■ **Records from a data collection**:
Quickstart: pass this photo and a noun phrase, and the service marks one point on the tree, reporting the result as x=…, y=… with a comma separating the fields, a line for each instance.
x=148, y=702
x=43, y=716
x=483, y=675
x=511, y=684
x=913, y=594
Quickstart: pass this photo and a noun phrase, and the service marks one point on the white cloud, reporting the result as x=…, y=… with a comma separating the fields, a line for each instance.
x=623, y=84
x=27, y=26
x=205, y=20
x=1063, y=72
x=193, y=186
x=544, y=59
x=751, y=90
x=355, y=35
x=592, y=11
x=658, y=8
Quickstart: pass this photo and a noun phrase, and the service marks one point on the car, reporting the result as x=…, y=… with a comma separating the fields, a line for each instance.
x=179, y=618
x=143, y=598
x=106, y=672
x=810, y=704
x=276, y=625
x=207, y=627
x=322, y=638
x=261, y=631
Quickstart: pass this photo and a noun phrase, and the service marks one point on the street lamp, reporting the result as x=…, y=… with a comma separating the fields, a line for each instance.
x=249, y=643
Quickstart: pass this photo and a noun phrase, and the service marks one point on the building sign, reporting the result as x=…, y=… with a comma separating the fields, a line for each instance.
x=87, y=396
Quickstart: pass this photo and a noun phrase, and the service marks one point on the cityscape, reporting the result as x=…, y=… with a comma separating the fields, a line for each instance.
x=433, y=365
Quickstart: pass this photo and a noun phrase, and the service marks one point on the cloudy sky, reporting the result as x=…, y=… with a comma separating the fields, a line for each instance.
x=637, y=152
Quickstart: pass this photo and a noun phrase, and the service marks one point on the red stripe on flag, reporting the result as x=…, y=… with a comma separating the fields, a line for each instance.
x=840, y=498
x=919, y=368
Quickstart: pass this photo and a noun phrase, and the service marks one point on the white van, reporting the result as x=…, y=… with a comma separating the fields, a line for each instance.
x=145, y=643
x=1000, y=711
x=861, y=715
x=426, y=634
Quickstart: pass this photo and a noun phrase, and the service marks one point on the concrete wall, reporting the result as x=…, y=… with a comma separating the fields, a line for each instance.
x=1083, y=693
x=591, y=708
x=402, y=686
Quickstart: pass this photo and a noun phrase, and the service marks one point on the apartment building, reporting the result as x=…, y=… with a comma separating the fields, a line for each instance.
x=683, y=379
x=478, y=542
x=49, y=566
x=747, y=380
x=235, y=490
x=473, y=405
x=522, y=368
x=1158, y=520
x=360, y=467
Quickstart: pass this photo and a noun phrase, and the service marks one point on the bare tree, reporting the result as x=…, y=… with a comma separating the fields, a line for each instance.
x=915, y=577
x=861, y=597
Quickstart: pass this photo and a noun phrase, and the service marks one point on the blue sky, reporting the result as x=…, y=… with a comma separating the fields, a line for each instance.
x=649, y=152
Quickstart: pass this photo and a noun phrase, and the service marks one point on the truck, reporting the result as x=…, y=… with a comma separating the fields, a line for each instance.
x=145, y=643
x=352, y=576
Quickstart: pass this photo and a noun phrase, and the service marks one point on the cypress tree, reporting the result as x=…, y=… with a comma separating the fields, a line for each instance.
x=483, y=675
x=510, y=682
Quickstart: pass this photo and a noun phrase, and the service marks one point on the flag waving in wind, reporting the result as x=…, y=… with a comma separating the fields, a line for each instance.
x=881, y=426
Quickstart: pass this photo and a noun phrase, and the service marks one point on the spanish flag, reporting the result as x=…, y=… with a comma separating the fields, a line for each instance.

■ **What the task requires**: In the answer, return exactly the lines from the line containing "on the cypress" to the end of the records above, and no others.

■ **Solution to this exercise**:
Quickstart: pass this photo and a noun phrase, and the service marks one point on the cypress tree, reporting the result as x=…, y=… with a comma separating the fields, a line for each instance.
x=483, y=675
x=510, y=682
Quickstart: pass this photo and a noun phrase, and the service marks one point on the flag waving in wind, reporting the result as x=…, y=… with a comma separating the fields, a line for each instance.
x=881, y=426
Quickstart: pass this photo and a noun phrase, and the service marks one point on the spanish flag, reporting the result as x=…, y=… with a comma separating the fields, a line for each instance.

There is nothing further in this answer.